**AIM OF THE TASK:** Copy all entries exactly, and wherever an entry holds a picture, leave that picture out.

────────

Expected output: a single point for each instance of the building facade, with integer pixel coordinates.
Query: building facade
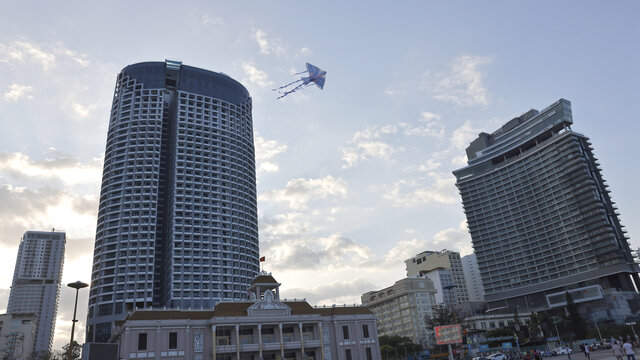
(401, 309)
(443, 283)
(472, 278)
(36, 283)
(542, 221)
(177, 220)
(430, 260)
(17, 336)
(263, 327)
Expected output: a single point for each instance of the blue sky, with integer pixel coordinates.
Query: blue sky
(352, 179)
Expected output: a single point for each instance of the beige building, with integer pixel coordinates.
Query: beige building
(431, 260)
(17, 335)
(401, 309)
(263, 327)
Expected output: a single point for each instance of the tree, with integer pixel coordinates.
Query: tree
(64, 353)
(575, 322)
(440, 315)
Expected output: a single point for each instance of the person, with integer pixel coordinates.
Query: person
(617, 350)
(628, 349)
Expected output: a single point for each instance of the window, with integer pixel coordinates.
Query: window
(142, 341)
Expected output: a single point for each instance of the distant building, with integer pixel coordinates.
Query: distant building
(262, 328)
(177, 220)
(543, 223)
(472, 278)
(443, 283)
(430, 260)
(495, 321)
(17, 336)
(401, 308)
(36, 283)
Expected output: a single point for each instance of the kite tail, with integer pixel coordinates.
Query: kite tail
(289, 84)
(293, 90)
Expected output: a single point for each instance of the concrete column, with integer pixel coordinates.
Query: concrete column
(158, 342)
(281, 341)
(213, 336)
(301, 338)
(238, 341)
(260, 341)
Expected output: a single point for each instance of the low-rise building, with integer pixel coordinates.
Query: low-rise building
(17, 335)
(262, 327)
(401, 309)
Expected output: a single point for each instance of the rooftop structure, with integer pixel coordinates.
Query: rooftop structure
(542, 220)
(36, 284)
(401, 308)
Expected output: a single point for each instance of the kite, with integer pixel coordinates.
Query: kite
(316, 76)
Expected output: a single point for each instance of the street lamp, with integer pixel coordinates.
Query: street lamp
(76, 285)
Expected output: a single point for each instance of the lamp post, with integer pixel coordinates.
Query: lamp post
(76, 285)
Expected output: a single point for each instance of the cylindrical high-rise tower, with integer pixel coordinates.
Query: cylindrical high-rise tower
(177, 222)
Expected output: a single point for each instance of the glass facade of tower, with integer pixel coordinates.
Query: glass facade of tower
(541, 218)
(177, 221)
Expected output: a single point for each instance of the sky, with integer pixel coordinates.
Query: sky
(352, 179)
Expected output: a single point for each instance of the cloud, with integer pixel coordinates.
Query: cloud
(335, 251)
(207, 19)
(427, 166)
(59, 166)
(337, 292)
(44, 55)
(305, 51)
(266, 45)
(428, 125)
(265, 151)
(45, 208)
(299, 191)
(462, 136)
(256, 76)
(17, 91)
(463, 83)
(366, 145)
(436, 188)
(455, 238)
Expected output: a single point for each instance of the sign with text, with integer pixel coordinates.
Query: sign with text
(448, 334)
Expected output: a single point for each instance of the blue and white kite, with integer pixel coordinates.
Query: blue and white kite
(316, 76)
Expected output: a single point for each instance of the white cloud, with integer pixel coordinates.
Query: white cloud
(17, 91)
(44, 55)
(456, 238)
(437, 188)
(299, 191)
(266, 45)
(462, 136)
(256, 75)
(305, 52)
(463, 83)
(265, 151)
(335, 250)
(60, 166)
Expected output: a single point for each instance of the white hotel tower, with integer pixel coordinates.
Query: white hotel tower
(177, 221)
(36, 284)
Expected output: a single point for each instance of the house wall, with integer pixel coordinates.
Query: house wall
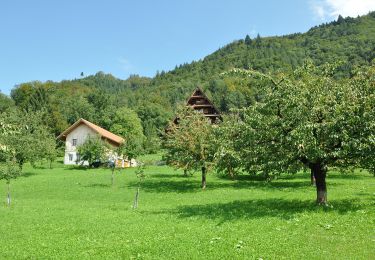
(81, 133)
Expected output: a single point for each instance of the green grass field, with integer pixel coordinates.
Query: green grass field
(75, 214)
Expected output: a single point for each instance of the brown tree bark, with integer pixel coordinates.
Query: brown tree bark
(312, 178)
(320, 172)
(8, 195)
(204, 177)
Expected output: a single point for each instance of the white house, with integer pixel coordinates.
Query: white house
(77, 134)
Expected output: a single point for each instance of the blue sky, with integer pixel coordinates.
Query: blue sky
(56, 40)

────────

**TASK OUTPUT:**
Expected output: a single point for each instance of the building facade, with integer pixel coordinates.
Query: building facade
(401, 309)
(443, 283)
(472, 278)
(36, 283)
(542, 221)
(177, 220)
(430, 260)
(17, 336)
(263, 327)
Expected output: a single point for each instance of the blue sky, with integer pixel coordinates.
Query: blue sky
(352, 179)
Expected output: a single point for each instance of the beige building, with integer pixel coordinates.
Query: beige building
(431, 260)
(17, 335)
(401, 309)
(263, 327)
Expected output: a single point for each instance of the tree, with integer pixel coordinates.
Query: tree
(64, 353)
(575, 322)
(440, 315)
Expected output: a single point for each instance of the person, with integer pixel coordinates.
Query: person
(617, 350)
(628, 349)
Expected output: a single point for each instance of the window, with integer pixel coordinates.
Query: window
(142, 341)
Expected output: a single point for each instance of the distant building, with integer pixel coordinates.
Query: distant building
(262, 328)
(177, 220)
(543, 223)
(472, 278)
(443, 283)
(430, 260)
(495, 321)
(17, 336)
(401, 308)
(36, 283)
Expected output: a single point for each instance of the kite tail, with integer pixel coordinates.
Query: kite tail
(289, 84)
(293, 90)
Expected output: a single point for each instance of the concrete column, with integer pixel coordinates.
Query: concrete column
(158, 342)
(281, 341)
(213, 336)
(301, 338)
(238, 341)
(260, 341)
Expected output: a single point for each instance of the low-rise building, with integer pixel coordinates.
Query: low-rise building
(17, 335)
(262, 327)
(401, 309)
Expected output: a single point for each instance of the rooftop structure, with integer pixel coordinates.
Query: rooftop structure
(542, 220)
(36, 284)
(401, 308)
Expected output: a single point for each instance of the kite, with integer pixel coordinates.
Query: kite
(316, 76)
Expected output: a single point for each instance of the street lamp, with integer pixel coordinates.
Query: street lamp
(76, 285)
Expected output: a single point for each instance of the lamp post, with integer pixel coordinates.
Query: lamp post
(76, 285)
Expected output: a single point for each instance of the cylindrical high-rise tower, with integer pixel coordinates.
Query: cylindrical high-rise tower
(177, 222)
Expected output: a single point for each instance of the glass facade of tower, with integer pixel coordinates.
Query: glass facade of tower
(541, 218)
(177, 221)
Expected output: a single point for each instance of the sky, with integer pixel coordinates.
Query: sky
(352, 179)
Expected output: a single point for each instance of the cloud, with integer pixel coordinates.
Query: cloud
(335, 251)
(207, 19)
(427, 166)
(59, 166)
(337, 292)
(44, 55)
(305, 51)
(266, 45)
(428, 125)
(265, 151)
(45, 208)
(299, 191)
(462, 136)
(256, 76)
(17, 91)
(463, 83)
(366, 145)
(436, 188)
(455, 238)
Expected output: a single point for each instance of the sign with text, with integer pixel coordinates.
Query: sign with text
(448, 334)
Expected output: a single point for each instance of the blue and white kite, with integer pixel coordinates.
Query: blue and white kite
(316, 76)
Expected output: a single point for each instance of the white cloud, with integer pixel coordinates.
Query: white cloud
(17, 91)
(44, 55)
(456, 238)
(437, 188)
(299, 191)
(266, 45)
(462, 136)
(256, 75)
(305, 52)
(463, 83)
(265, 151)
(335, 250)
(60, 166)
Expected output: a single point for each instance of the white hotel tower, with integer pixel coordinates.
Query: white hotel tower
(177, 221)
(36, 284)
Expected output: a single point for each instance of the house wall, with integer pixel coordinates.
Query: house wall
(81, 133)
Expected output: a single point for each instance of the green grass field, with integer pixel coordinates.
Query: green grass field
(75, 214)
Expected output: a single point for each instance of the brown tree bark, with integer pixel coordinates.
Query: brown tree bark
(312, 178)
(320, 172)
(8, 195)
(204, 177)
Expected output: a single point for each instance of the white house, with integer pixel coordinates.
Query: white house
(77, 134)
Expected output: a single point for each instance of the blue sky, with integer pixel coordinates.
Query: blue sky
(56, 40)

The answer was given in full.